PROBLEMS
#1 Answer these questions about the film list:
(a) Which actress plays the out-of-touch host in Late Night?
(b) Who directed Gift, and for how many years did making it bankrupt her?
(c) In Ash is Purest White, whose girlfriend is Zhao?
#2 Transcribe the film list word for word, everything from "2019 films I'd" down to "her tough charm.".

ARTICLE
=======
2019 films I'd recommend that didn't make the "best of the year" list
  • Late Night--I personally was a little confused as to whether Emma Thompson, the out-of-touch-with-her-audience Johnny Carson character here, really did become more relevant after her epiphany.   And, I seriously doubt that the reason 30- and 40-something men treat women like shit is because no one has bothered to tell them to be nice.   Well, in any case, finally, a bunch of women get the point across, at least to the comedy writers on the show, and there's Emma, back on top of her women-centered game, wowing the network brass with her tough charm.  
  • Halston--we spend a lot of time in Paris (often seeing version originale cinema, so I don't really need up close and personal with clothing designers.   But I gotta say those early Halston off the bias outfits were, in fact, breathtaking...all while he was breaking free of Bergdorfs.   You'll understand why the Studio 54 glitterati loved Halston...
  • Gift--what do a squatters' camp in Rome, Burning Man, and Schubert's Lieder have in common?  First, they're all examples of art directed toward supporting alternative economic structures besides our run-of-the-mill and exclusionary "white guys dominate the trading economy" world.  Second, they all frame the historical Inuit "potlatch" gifting tradition of northern Vancouver Island in BC.  Inspired by Lewis Hyde's The Gift (originally released in 1982 and due in a new edition fall 2019), this film doesn't offer any dramatic tension, but it raises all sorts of very interesting questions about elitism, privilege, art and economics, and the unique beauty of donated art.  You'll definitely stay til the end, even if you get a bit impatient with some of the characters you meet on the trip.  Plus, Canadian director Robin McKenna bankrupted herself for five years making this epic...making Gift a gift to all of us.
  • Ash is Purest White--Chinese director Jia Zhangke makes political films (this apparently is his ninth) that often get censored.   By focusing on his wife's character Zhao, the girlfriend of a local labor-friendly gangster, I hope he avoided that problem in this film.  This film is full of interesting issues around loyalty and love and economics, but primarily seems to be making the single point that China is changing.   Hardly the stuff to rock any boats, even those downstream of Three Gorges Dam, where some of the film is set.   Zhao goes from disco queen to prisoner to penniless and ID-less drifter searching for a lost love she knows doesn't exist.
=======
RECORD SET

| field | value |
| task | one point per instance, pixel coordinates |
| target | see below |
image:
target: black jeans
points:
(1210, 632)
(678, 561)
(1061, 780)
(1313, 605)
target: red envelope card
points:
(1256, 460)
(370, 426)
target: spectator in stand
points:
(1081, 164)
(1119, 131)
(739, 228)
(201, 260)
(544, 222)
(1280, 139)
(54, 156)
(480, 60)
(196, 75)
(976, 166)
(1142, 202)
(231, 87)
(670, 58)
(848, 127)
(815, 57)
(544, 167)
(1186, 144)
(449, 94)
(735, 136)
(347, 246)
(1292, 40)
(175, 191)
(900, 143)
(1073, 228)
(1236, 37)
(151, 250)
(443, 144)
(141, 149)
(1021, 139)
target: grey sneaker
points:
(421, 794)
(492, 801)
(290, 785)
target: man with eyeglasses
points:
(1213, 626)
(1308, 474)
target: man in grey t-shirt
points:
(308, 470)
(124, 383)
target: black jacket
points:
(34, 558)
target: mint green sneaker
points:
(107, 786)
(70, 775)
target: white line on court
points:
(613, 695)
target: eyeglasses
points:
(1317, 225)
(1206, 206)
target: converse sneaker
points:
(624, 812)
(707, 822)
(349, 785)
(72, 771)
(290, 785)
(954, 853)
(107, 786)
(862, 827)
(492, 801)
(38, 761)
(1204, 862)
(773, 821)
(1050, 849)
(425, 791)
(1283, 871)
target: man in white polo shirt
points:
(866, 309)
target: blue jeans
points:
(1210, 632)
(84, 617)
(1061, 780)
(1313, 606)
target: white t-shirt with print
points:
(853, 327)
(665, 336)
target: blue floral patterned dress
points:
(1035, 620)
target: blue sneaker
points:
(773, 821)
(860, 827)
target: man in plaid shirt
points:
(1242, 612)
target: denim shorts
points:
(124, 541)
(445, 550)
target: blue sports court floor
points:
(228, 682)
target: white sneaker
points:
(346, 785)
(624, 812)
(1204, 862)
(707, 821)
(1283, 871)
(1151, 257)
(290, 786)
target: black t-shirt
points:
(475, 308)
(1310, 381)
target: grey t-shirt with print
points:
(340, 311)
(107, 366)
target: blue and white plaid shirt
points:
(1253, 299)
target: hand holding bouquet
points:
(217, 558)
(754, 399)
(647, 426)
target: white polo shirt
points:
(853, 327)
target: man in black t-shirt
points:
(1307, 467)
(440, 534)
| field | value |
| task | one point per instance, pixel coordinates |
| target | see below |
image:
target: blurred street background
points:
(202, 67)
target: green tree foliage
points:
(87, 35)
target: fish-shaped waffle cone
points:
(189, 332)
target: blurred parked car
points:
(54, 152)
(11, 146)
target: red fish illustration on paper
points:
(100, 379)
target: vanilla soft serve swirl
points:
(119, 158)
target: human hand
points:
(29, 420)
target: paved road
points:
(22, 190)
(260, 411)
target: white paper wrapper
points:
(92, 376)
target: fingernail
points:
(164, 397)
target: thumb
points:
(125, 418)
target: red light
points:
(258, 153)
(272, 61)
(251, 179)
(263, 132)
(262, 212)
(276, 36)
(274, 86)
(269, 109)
=======
OUTPUTS FOR THE TASKS
#1
(a) Emma Thompson
(b) Robin McKenna, for five years
(c) A local labor-friendly gangster's

#2
2019 films I'd recommend that didn't make the "best of the year" list
  • Late Night--I personally was a little confused as to whether Emma Thompson, the out-of-touch-with-her-audience Johnny Carson character here, really did become more relevant after her epiphany.   And, I seriously doubt that the reason 30- and 40-something men treat women like shit is because no one has bothered to tell them to be nice.   Well, in any case, finally, a bunch of women get the point across, at least to the comedy writers on the show, and there's Emma, back on top of her women-centered game, wowing the network brass with her tough charm.